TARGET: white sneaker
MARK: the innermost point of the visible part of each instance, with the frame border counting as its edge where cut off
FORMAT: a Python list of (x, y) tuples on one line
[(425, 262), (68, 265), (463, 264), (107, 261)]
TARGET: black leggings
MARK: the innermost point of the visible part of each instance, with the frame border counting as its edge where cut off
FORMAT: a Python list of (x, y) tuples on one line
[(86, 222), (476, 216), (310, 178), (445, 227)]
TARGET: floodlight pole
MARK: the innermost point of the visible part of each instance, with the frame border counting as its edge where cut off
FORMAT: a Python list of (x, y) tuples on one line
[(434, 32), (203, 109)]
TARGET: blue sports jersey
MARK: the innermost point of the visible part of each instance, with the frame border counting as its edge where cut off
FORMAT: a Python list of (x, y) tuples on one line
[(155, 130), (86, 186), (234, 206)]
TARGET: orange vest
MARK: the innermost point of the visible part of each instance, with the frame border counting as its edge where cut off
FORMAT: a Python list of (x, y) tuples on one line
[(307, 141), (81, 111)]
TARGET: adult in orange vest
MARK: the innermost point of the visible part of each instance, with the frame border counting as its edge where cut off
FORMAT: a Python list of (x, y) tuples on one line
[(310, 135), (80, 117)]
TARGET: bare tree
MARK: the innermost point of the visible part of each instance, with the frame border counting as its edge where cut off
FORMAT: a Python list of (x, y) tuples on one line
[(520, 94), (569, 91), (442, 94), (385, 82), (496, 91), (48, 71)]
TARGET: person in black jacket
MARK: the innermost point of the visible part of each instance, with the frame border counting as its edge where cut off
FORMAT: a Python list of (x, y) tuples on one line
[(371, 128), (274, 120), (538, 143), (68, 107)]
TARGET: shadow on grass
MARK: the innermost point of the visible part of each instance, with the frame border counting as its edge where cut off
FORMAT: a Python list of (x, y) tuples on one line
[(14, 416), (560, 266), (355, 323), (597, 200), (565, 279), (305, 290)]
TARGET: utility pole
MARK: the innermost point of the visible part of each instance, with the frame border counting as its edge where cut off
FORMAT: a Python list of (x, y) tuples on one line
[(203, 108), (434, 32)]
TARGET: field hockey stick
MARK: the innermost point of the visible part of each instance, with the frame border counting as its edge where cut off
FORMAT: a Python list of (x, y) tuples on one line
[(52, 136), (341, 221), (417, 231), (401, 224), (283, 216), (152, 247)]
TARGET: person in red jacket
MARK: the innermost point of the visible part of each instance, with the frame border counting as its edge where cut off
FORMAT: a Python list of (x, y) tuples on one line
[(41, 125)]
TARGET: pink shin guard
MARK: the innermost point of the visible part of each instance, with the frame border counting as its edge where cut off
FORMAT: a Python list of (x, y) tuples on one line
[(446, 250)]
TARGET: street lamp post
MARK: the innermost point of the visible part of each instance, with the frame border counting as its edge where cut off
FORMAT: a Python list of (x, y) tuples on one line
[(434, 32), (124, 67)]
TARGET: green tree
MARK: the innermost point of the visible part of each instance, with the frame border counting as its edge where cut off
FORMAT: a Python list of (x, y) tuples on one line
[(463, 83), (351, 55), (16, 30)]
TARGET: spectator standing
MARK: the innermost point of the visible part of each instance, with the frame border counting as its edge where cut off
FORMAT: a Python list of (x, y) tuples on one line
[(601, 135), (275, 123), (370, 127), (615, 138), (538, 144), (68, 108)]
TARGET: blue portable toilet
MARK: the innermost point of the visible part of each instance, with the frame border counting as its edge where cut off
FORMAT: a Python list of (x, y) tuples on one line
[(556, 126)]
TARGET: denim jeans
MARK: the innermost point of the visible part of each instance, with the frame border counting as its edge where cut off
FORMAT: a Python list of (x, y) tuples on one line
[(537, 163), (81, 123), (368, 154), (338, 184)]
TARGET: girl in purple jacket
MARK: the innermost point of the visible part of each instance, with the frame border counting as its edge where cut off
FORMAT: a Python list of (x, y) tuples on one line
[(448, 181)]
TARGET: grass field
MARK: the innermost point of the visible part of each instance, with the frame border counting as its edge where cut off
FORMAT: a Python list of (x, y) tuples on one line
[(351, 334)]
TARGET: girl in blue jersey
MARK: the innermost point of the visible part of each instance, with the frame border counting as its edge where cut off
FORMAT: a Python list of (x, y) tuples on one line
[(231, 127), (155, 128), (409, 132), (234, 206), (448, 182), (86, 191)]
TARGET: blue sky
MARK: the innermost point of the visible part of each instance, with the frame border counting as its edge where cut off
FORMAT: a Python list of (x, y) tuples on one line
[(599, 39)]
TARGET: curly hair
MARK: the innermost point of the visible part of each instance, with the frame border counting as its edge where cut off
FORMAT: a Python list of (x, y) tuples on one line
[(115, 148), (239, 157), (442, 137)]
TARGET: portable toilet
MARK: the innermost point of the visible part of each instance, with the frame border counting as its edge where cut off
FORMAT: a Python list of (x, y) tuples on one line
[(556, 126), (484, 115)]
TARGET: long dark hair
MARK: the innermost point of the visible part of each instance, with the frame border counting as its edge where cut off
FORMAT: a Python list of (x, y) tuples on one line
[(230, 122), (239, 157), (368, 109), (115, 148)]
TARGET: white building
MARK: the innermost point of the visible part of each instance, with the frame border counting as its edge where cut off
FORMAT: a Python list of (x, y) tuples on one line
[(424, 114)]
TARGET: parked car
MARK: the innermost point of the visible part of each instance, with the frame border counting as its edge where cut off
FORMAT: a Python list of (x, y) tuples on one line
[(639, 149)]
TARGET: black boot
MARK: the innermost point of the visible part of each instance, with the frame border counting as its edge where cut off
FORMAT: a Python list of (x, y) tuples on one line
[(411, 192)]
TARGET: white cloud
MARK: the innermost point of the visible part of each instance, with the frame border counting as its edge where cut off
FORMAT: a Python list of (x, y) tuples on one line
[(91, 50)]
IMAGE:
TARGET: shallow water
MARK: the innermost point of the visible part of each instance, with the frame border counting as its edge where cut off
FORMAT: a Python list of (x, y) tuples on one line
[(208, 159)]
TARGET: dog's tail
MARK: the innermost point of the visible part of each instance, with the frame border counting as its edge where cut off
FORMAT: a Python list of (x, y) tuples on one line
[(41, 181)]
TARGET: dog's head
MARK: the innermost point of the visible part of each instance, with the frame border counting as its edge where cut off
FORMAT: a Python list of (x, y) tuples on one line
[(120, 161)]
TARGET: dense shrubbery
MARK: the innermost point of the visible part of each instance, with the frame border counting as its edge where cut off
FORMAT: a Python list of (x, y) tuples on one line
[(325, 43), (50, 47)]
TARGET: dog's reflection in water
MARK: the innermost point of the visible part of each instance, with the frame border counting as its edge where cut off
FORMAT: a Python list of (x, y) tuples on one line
####################
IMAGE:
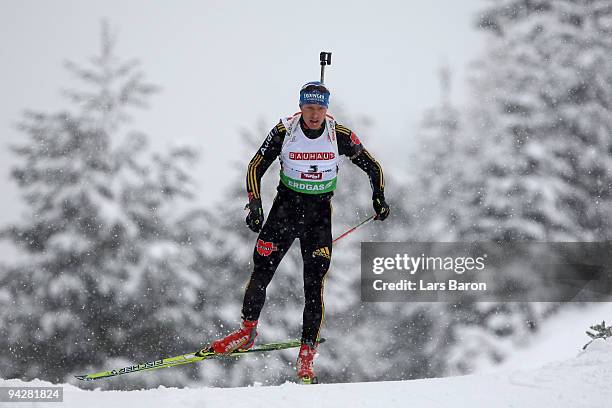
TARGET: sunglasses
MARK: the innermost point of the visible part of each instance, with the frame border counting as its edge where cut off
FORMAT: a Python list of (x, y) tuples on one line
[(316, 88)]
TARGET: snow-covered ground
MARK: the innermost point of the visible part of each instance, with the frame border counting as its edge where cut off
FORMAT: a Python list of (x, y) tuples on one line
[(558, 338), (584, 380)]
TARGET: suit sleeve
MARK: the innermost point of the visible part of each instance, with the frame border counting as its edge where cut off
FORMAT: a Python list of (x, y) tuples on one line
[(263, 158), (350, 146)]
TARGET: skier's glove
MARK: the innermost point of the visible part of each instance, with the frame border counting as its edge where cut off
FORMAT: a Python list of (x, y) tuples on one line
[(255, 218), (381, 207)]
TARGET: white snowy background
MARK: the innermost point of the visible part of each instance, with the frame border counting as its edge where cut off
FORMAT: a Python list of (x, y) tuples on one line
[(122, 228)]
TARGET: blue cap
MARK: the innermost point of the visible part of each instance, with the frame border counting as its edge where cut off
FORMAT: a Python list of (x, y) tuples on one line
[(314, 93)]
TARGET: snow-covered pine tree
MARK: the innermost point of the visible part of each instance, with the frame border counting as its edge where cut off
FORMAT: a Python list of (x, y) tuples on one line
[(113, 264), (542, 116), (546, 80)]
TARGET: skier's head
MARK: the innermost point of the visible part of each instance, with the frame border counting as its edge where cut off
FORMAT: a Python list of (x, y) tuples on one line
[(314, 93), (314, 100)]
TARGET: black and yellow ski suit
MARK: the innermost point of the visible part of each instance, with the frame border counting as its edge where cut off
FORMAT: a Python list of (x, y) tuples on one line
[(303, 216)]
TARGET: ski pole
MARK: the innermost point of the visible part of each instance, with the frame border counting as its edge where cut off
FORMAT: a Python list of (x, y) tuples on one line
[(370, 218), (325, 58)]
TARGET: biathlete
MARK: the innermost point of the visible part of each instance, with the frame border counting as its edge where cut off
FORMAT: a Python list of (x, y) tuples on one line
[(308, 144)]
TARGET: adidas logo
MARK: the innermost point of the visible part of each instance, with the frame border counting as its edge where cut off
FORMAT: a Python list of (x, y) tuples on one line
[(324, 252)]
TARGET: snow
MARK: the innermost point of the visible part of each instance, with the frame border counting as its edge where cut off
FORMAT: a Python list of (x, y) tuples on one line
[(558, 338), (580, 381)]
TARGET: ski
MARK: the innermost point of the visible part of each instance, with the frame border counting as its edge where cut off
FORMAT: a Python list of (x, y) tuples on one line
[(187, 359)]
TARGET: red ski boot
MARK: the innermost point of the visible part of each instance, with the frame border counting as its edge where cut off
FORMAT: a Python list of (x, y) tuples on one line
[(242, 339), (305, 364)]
####################
Copy the data word for word, starting at the line that contains "TARGET: white sneaker" and ending after the line that contains "[(310, 135), (80, 117)]".

### Right answer
TARGET: white sneaker
MARK: the innermost point of the visible part of each instance, with the frame border counting as its edge where cut off
FORMAT: a Python list of (x, y) tuples on one line
[(425, 262), (68, 265), (463, 264), (107, 261)]
TARGET: black leggings
MARK: the innermost point of the visible part of each instance, with the frame border counting as its edge where cut off
FORMAT: a Python list of (x, y) tuples on one line
[(86, 222), (476, 216), (310, 178), (445, 227)]
TARGET: floodlight pole
MARK: the innermost point of the visible part of each instance, with the frame border counting as its edge where cut off
FORMAT: a Python list of (x, y) tuples on one line
[(434, 32), (203, 109)]
TARGET: blue sports jersey
MARK: the innermost point of the visible part of each instance, with the frame border counting as its edge where cut off
FORMAT: a Python list of (x, y) tuples on one line
[(155, 130), (86, 186), (234, 206)]
TARGET: orange vest
MARK: the innermost point of the visible part of each instance, with the frame border counting as its edge where cut off
FORMAT: a Python list of (x, y) tuples on one line
[(307, 141), (81, 111)]
TARGET: adult in orange vest
MARK: the innermost point of the visible part of each instance, with the frame border counting as its edge where cut off
FORMAT: a Python list of (x, y) tuples on one line
[(310, 135), (80, 117)]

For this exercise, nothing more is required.